__TASK STATEMENT__. Pick out and copy each line of the data below that contains the string "level". Case counts.

__Part of a data file__.
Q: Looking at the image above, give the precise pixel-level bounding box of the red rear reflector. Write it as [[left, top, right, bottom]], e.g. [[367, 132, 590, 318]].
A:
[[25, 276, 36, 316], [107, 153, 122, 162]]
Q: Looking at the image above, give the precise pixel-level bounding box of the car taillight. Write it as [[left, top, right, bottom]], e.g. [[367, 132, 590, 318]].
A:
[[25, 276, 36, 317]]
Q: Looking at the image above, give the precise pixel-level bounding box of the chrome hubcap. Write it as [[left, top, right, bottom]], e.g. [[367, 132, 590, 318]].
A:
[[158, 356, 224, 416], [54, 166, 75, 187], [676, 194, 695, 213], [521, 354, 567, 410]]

__EXERCISE RESULT__.
Q: Looking at the image above, give the precise pixel-level bounding box of the red rear reflector. Write it as [[left, top, right, bottom]], e.g. [[367, 132, 590, 318]].
Q: Looking at the image above, give the precise pixel-level bounding box of the car taillight. Write it as [[left, top, right, bottom]], e.g. [[367, 132, 590, 318]].
Q: Looking at the image above, give the precise pixel-level bounding box of the chrome hubcap. Write it as [[left, top, right, bottom]], e.g. [[367, 132, 590, 318]].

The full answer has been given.